Copy each entry as it stands, leaving nothing out.

Dataset excerpt →
—————

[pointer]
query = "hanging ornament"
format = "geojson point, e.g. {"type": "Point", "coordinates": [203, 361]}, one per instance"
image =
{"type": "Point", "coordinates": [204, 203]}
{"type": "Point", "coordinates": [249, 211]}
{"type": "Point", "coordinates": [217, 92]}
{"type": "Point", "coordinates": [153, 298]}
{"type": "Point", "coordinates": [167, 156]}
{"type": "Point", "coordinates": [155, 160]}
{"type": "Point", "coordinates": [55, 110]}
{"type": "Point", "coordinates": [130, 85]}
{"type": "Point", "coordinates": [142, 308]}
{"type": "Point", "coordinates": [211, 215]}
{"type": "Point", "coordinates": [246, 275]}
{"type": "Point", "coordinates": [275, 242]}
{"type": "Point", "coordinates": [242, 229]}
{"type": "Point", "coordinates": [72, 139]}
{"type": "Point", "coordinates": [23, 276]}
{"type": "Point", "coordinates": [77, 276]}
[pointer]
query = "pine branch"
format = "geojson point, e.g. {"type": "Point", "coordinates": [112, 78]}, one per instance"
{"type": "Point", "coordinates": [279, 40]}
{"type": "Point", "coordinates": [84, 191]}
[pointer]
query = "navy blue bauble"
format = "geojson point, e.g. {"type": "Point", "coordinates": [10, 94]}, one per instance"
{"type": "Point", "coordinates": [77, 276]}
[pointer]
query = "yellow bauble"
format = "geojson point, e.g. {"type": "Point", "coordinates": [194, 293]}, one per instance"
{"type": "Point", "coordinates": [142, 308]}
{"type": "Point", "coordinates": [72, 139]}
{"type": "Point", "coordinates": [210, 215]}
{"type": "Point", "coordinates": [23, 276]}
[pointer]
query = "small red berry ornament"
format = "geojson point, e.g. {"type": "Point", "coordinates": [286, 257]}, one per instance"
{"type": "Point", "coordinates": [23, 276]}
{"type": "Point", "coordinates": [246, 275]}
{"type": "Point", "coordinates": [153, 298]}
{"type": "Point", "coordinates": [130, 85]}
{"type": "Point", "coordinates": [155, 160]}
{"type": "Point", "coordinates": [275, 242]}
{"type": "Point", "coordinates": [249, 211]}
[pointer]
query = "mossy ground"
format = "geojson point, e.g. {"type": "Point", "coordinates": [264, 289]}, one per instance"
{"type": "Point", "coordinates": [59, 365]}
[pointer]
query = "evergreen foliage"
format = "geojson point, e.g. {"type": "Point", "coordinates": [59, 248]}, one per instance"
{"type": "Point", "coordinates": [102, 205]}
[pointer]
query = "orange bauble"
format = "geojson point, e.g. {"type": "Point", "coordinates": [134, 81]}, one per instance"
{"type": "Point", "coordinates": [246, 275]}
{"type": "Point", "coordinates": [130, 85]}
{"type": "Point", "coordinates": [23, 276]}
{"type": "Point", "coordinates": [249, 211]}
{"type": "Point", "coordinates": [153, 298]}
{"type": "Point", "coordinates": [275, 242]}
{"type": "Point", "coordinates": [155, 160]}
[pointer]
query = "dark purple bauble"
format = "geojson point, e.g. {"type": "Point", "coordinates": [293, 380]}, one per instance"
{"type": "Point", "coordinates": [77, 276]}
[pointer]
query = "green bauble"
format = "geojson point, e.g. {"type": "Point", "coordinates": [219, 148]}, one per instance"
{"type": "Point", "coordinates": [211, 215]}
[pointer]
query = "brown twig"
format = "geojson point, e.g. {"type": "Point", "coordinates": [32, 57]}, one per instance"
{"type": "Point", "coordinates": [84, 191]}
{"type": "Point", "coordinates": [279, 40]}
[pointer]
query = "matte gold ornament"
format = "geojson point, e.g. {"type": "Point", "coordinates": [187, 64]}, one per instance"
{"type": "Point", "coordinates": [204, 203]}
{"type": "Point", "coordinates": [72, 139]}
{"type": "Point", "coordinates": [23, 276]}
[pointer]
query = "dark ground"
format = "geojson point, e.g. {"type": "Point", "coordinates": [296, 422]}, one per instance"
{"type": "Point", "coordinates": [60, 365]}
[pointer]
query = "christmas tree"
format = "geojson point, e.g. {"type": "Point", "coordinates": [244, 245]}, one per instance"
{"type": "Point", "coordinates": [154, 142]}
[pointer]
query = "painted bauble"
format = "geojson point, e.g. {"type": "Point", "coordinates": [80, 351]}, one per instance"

—————

The solution →
[pointer]
query = "hanging ornament"
format = "geojson point, e.g. {"type": "Point", "coordinates": [203, 361]}, one per instance"
image =
{"type": "Point", "coordinates": [204, 203]}
{"type": "Point", "coordinates": [249, 211]}
{"type": "Point", "coordinates": [217, 92]}
{"type": "Point", "coordinates": [153, 298]}
{"type": "Point", "coordinates": [167, 156]}
{"type": "Point", "coordinates": [155, 160]}
{"type": "Point", "coordinates": [55, 110]}
{"type": "Point", "coordinates": [130, 85]}
{"type": "Point", "coordinates": [142, 308]}
{"type": "Point", "coordinates": [211, 215]}
{"type": "Point", "coordinates": [246, 275]}
{"type": "Point", "coordinates": [275, 242]}
{"type": "Point", "coordinates": [242, 229]}
{"type": "Point", "coordinates": [72, 139]}
{"type": "Point", "coordinates": [23, 276]}
{"type": "Point", "coordinates": [77, 276]}
[pointer]
query = "pine branch"
format = "geojson point, e.g. {"type": "Point", "coordinates": [112, 78]}, one per instance"
{"type": "Point", "coordinates": [279, 40]}
{"type": "Point", "coordinates": [84, 191]}
[pointer]
query = "navy blue bauble"
format = "geojson point, e.g. {"type": "Point", "coordinates": [10, 94]}, one per instance"
{"type": "Point", "coordinates": [77, 276]}
[pointer]
query = "yellow bauble"
format = "geojson point, e.g. {"type": "Point", "coordinates": [194, 293]}, one per instance"
{"type": "Point", "coordinates": [142, 308]}
{"type": "Point", "coordinates": [72, 139]}
{"type": "Point", "coordinates": [210, 215]}
{"type": "Point", "coordinates": [23, 276]}
[pointer]
query = "small red berry ornament"
format = "geojson point, e.g. {"type": "Point", "coordinates": [286, 257]}, one per instance"
{"type": "Point", "coordinates": [23, 276]}
{"type": "Point", "coordinates": [246, 275]}
{"type": "Point", "coordinates": [153, 298]}
{"type": "Point", "coordinates": [130, 85]}
{"type": "Point", "coordinates": [155, 160]}
{"type": "Point", "coordinates": [275, 242]}
{"type": "Point", "coordinates": [249, 211]}
[pointer]
query = "mossy ground"
format = "geojson point, e.g. {"type": "Point", "coordinates": [264, 289]}, one per instance"
{"type": "Point", "coordinates": [59, 365]}
[pointer]
query = "evergreen foliage"
format = "geojson point, e.g. {"type": "Point", "coordinates": [59, 248]}, one per instance"
{"type": "Point", "coordinates": [102, 205]}
[pointer]
query = "orange bauble"
format = "geojson point, e.g. {"type": "Point", "coordinates": [134, 81]}, one per instance"
{"type": "Point", "coordinates": [246, 275]}
{"type": "Point", "coordinates": [130, 85]}
{"type": "Point", "coordinates": [23, 276]}
{"type": "Point", "coordinates": [249, 211]}
{"type": "Point", "coordinates": [153, 298]}
{"type": "Point", "coordinates": [275, 242]}
{"type": "Point", "coordinates": [155, 160]}
[pointer]
query = "dark purple bauble"
format = "geojson point, e.g. {"type": "Point", "coordinates": [293, 380]}, one per instance"
{"type": "Point", "coordinates": [77, 276]}
[pointer]
query = "green bauble"
format = "geojson point, e.g. {"type": "Point", "coordinates": [219, 148]}, one per instance"
{"type": "Point", "coordinates": [211, 215]}
[pointer]
query = "brown twig"
format = "geojson point, e.g. {"type": "Point", "coordinates": [32, 57]}, one per instance"
{"type": "Point", "coordinates": [84, 191]}
{"type": "Point", "coordinates": [279, 40]}
[pointer]
query = "matte gold ornament"
format = "geojson point, e.g. {"type": "Point", "coordinates": [187, 64]}, one per instance"
{"type": "Point", "coordinates": [204, 203]}
{"type": "Point", "coordinates": [72, 139]}
{"type": "Point", "coordinates": [23, 276]}
[pointer]
query = "dark ground"
format = "geojson point, e.g. {"type": "Point", "coordinates": [296, 422]}, one per instance"
{"type": "Point", "coordinates": [60, 365]}
[pointer]
query = "christmas tree"
format = "geojson point, e.g. {"type": "Point", "coordinates": [244, 245]}, one per instance"
{"type": "Point", "coordinates": [154, 142]}
[pointer]
query = "painted bauble"
format = "geojson point, e.g. {"type": "Point", "coordinates": [80, 351]}, one per instance"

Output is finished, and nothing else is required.